>>>
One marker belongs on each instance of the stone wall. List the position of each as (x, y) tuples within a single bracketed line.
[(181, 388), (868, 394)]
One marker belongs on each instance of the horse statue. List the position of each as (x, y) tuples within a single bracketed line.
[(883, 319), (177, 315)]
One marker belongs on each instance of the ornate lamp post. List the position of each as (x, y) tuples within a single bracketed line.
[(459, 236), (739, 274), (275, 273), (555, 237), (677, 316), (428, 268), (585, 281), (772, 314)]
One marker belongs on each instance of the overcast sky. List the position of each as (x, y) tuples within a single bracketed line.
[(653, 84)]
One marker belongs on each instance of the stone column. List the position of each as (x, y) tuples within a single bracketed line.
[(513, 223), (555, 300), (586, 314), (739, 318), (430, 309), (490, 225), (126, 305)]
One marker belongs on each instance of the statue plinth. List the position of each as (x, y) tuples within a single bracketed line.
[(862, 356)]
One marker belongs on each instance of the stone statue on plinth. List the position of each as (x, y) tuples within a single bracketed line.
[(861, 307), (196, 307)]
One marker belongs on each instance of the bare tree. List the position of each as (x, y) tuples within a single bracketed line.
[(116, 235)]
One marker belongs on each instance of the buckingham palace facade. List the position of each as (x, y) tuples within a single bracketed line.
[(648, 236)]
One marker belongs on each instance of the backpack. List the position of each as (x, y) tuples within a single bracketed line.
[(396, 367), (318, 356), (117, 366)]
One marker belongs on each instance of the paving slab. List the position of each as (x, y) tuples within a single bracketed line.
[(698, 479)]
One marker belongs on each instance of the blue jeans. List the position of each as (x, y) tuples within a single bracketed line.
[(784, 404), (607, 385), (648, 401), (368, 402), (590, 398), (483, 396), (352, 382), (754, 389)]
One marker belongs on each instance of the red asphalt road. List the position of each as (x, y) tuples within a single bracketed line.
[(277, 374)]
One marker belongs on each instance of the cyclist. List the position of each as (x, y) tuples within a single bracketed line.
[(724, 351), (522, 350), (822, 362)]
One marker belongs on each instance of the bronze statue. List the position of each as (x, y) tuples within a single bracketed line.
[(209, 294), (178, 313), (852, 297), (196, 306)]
<<<
What is required: Rescale the data from the line containing "One marker belongs on each instance of the ornate" through the line containing "[(698, 479)]", both included. Write out every line again with the requests unchanged, multiply each coordinate in the answers by 2.45, round it to a whole number with halves rounded up, and give only these lines.

Result:
One marker belongs on each instance of the ornate lamp post. List the position of each as (x, y) tuples within a single bracketed line.
[(1125, 578), (1811, 671), (674, 669), (1360, 581), (1659, 774), (1049, 657), (1433, 688), (1891, 769)]
One marker belongs on each instance of the overcast sky. List the position of each as (x, y) tuples within a single bracketed line.
[(1600, 206)]
One marker belongs on each instance of the stone column. List the position of each as (x, y) tuples within a single bracketed line.
[(1257, 546), (1360, 735), (1436, 769), (1811, 779), (1054, 757), (1201, 551), (309, 747)]
One marker belongs on each instance of the statue plinth. List the position of each as (x, y) tuples within a single bracketed line.
[(2112, 872)]
One marker belongs on each instance of the stone statue on plinth. List the position of each as (x, y) tuples within a single bracketed line.
[(2109, 752), (480, 752)]
One marker belongs on each instance of the bare tree. List the position of each as (x, y) tuples within a single bracketed line.
[(284, 576)]
One marker belongs on each instance of the buckingham palace facade. List the position of each as (x, y) tuples within a single bracketed line.
[(1588, 578)]
One marker belongs on each instance of the backpack. List the position of each as (x, y) tuples within a single bracketed line.
[(970, 899), (779, 872), (287, 897)]
One marker belongs on each instance of the paving slab. List the position of each as (x, y) tuples within a single bracketed line.
[(1710, 1174)]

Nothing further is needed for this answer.